§ **Task to complete**:
Copy out the lines of the records below without any change, starting with the line that contains "like x=297 y=218." and going on through the line that contains "x=314 y=179", and give no other lines.
[Begin Exercise materials]
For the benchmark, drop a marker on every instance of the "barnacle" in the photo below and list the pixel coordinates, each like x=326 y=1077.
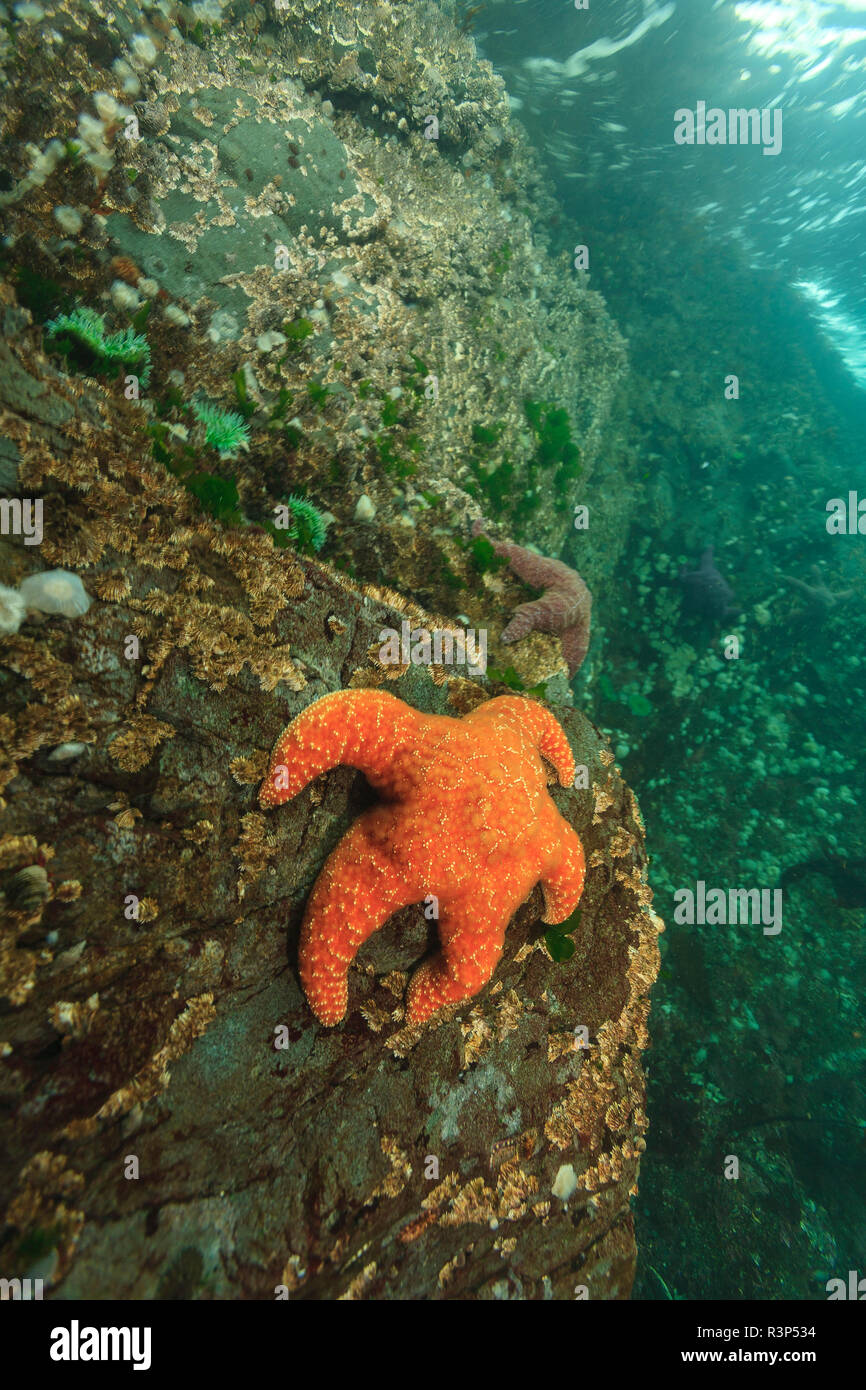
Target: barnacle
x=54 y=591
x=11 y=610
[End Exercise materials]
[Begin Exercise materials]
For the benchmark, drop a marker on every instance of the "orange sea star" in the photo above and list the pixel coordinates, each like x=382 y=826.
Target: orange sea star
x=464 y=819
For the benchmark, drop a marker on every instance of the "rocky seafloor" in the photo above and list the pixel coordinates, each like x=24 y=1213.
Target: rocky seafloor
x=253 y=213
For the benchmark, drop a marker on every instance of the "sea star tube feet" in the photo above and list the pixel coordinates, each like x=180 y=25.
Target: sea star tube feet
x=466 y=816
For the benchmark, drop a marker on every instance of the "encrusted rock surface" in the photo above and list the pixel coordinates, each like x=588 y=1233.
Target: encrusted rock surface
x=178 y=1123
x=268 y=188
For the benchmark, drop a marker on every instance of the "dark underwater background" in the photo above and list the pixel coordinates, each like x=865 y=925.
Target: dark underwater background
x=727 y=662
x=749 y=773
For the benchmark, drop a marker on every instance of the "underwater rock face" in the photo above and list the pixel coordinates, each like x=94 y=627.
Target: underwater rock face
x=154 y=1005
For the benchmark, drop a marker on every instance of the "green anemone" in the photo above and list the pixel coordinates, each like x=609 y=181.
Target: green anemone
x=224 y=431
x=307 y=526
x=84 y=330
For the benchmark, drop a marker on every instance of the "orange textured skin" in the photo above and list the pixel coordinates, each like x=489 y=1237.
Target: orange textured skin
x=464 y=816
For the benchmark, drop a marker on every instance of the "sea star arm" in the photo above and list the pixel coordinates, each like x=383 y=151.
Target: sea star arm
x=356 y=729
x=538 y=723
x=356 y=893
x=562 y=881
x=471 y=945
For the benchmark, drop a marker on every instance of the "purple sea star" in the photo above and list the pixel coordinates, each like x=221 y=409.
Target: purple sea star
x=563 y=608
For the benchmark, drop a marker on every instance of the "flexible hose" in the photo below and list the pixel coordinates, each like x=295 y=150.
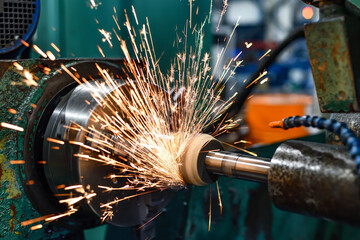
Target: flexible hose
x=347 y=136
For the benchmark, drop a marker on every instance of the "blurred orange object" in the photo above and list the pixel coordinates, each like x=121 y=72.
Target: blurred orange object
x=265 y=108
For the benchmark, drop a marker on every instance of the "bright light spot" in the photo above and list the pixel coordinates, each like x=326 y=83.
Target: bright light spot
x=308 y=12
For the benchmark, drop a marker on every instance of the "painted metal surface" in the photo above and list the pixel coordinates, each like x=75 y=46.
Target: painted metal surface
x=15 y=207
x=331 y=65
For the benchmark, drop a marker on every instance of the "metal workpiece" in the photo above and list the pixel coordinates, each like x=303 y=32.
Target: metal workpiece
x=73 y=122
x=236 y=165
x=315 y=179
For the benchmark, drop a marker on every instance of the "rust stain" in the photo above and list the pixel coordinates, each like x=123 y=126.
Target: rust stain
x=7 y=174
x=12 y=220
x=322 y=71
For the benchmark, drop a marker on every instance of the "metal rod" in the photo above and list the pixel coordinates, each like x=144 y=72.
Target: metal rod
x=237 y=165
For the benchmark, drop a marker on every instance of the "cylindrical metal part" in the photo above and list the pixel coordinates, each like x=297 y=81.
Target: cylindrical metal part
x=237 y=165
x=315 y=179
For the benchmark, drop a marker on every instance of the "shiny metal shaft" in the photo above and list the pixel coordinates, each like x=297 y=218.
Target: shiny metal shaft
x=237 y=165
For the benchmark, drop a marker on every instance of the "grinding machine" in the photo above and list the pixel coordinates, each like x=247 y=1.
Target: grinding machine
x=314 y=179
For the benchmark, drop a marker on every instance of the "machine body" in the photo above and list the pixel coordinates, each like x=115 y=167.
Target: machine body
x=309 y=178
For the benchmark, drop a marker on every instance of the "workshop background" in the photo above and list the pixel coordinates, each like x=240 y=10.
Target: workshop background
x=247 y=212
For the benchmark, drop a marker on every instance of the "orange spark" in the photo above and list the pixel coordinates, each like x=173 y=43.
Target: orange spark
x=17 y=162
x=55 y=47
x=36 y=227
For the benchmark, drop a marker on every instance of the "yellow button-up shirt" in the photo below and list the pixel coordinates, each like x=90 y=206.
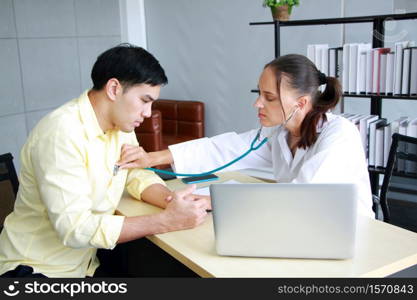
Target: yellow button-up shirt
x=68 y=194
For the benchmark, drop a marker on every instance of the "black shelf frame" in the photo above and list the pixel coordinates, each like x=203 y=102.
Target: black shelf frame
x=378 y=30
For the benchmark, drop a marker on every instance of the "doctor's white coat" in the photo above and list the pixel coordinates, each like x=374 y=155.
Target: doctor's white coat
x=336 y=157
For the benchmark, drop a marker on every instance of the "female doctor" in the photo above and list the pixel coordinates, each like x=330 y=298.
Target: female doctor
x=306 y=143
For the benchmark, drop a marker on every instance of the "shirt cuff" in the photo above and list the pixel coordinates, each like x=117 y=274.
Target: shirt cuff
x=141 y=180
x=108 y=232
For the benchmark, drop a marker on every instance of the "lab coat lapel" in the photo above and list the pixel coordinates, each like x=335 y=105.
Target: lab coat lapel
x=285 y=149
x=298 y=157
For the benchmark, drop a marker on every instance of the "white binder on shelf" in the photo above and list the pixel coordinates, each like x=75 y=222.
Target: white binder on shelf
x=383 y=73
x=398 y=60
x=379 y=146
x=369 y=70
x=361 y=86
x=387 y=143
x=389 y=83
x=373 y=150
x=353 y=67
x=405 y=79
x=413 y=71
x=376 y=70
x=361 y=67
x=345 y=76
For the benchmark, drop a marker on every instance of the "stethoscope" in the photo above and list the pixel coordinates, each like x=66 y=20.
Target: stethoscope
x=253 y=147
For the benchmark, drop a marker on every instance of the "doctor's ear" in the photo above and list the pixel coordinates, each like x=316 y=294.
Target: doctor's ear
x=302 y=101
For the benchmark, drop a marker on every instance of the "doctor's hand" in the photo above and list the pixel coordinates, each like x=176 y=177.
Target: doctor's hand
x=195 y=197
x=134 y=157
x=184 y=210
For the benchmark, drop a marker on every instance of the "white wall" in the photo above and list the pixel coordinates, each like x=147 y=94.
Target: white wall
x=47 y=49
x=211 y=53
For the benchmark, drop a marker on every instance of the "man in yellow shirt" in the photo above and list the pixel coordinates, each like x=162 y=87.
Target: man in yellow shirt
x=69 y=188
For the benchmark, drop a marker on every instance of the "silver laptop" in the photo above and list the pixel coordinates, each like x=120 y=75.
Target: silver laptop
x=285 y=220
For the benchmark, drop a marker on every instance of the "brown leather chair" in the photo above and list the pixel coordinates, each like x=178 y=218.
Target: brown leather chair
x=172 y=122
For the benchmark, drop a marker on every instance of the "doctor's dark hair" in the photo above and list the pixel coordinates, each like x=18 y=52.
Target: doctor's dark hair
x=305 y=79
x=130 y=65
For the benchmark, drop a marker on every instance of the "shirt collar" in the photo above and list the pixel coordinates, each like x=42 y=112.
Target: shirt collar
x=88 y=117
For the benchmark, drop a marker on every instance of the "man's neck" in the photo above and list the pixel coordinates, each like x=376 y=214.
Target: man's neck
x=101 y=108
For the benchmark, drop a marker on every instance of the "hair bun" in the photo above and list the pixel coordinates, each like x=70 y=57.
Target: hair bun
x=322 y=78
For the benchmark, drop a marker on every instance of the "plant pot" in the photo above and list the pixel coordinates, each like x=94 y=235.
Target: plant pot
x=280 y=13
[End Exercise materials]
[Begin Exercise materials]
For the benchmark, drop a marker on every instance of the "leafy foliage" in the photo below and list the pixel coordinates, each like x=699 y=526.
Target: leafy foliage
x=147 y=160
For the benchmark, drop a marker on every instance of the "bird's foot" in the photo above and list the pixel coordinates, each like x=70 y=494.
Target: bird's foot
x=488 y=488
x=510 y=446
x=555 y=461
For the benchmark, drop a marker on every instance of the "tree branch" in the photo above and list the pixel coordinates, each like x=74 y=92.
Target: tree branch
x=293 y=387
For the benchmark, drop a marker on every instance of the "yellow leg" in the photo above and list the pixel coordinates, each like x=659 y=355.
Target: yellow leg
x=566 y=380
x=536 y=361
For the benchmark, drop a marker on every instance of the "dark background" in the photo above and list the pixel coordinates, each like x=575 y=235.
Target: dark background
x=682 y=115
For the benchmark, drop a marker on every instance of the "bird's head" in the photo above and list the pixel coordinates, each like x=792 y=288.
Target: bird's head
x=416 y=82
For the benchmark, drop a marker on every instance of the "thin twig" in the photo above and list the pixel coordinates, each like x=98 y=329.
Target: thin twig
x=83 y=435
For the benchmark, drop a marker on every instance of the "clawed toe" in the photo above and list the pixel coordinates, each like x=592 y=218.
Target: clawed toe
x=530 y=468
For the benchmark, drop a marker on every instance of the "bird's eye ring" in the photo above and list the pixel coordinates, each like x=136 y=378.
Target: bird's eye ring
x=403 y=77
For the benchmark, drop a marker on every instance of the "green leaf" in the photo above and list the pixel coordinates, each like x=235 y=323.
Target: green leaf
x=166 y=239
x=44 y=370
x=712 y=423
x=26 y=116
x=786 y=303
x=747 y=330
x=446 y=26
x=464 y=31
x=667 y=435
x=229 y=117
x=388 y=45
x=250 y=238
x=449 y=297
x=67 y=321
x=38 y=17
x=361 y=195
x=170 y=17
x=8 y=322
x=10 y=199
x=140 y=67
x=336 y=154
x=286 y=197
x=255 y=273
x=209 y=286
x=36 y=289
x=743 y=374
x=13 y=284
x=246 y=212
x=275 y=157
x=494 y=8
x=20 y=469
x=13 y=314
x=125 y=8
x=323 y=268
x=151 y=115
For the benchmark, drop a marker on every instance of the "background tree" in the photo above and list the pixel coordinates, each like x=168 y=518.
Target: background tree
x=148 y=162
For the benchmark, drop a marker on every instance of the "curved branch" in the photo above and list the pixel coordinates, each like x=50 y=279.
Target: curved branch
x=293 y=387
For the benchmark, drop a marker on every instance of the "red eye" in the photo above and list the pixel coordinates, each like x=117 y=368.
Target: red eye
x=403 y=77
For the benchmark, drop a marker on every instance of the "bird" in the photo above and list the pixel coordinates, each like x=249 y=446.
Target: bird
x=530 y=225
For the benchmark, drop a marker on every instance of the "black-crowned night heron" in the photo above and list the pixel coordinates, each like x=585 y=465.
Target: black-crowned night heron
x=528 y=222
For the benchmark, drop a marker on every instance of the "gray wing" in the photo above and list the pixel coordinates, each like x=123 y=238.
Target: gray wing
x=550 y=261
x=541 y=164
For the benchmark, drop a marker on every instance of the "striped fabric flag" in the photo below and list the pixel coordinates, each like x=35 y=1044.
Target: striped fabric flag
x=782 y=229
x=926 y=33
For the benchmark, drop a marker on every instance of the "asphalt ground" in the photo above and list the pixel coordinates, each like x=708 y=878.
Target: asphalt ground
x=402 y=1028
[End Exercise materials]
§ **Solution to this problem**:
For the benchmark, drop a marker on every instance of the "shiny metal shaft" in the photo above and list the pixel coordinates, each like x=297 y=218.
Target: shiny metal shaft
x=237 y=165
For the benchmark, drop a marker on every instance of the "grinding machine" in the photo above and list the pixel coordinates, each like x=247 y=1.
Target: grinding machine
x=314 y=179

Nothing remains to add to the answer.